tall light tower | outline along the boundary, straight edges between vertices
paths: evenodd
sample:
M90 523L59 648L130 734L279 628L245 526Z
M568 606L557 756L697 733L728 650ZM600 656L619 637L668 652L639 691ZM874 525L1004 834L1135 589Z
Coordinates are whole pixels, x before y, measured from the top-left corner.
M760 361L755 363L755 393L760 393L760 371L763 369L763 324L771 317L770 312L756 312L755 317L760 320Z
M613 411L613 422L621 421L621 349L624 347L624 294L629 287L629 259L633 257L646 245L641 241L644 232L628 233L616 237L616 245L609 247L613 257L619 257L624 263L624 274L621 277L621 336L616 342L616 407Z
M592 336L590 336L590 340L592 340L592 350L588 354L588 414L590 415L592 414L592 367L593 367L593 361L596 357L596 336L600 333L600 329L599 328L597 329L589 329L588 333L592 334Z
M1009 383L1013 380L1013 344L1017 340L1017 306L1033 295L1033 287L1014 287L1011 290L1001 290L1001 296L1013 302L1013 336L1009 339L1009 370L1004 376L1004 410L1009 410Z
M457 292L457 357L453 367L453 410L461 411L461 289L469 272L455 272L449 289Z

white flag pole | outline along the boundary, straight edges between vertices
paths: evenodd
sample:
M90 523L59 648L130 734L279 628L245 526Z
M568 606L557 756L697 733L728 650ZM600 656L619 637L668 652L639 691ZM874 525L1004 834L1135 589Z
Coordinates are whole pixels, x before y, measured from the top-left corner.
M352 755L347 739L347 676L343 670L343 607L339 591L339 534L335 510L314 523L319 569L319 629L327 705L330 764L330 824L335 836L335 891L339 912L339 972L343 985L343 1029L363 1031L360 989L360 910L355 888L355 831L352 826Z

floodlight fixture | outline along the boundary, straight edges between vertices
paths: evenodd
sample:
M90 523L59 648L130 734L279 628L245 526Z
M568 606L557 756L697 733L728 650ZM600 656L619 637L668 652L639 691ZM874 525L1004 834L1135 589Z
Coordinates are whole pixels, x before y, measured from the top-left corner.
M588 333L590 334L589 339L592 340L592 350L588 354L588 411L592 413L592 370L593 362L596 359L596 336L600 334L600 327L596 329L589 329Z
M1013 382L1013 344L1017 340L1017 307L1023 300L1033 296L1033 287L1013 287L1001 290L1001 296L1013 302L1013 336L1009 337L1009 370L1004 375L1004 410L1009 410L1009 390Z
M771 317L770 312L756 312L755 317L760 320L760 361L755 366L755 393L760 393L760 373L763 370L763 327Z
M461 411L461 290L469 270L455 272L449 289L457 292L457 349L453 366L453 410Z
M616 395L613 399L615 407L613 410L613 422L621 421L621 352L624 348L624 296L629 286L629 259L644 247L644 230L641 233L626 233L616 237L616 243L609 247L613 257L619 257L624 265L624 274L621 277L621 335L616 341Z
-=-=-
EXERCISE TASK - Pull out everything from the very start of the rows down to the line containing "M592 336L590 336L590", including that line, and reproduce each line without any change.

FINAL RESULT -
tall light tower | outline along the boundary, straight edges between vertices
paths: evenodd
sample:
M90 523L59 648L130 734L279 628L245 526Z
M568 606L557 756L697 733L728 650ZM600 656L619 637L668 652L639 691ZM874 525L1004 834L1135 589Z
Coordinates are whole pixels, x before y, measured from the top-left corner.
M760 361L755 363L755 393L760 393L760 371L763 369L763 324L771 317L770 312L756 312L755 317L760 320Z
M613 411L613 422L621 421L621 349L624 347L624 294L629 287L629 259L633 257L646 245L641 241L644 232L628 233L616 237L616 245L609 247L613 257L619 257L624 263L624 274L621 277L621 336L616 342L616 407Z
M592 336L590 336L590 340L592 340L592 350L588 354L588 414L590 415L592 414L592 367L593 367L593 361L596 357L596 336L600 333L600 329L599 328L597 329L589 329L588 333L592 334Z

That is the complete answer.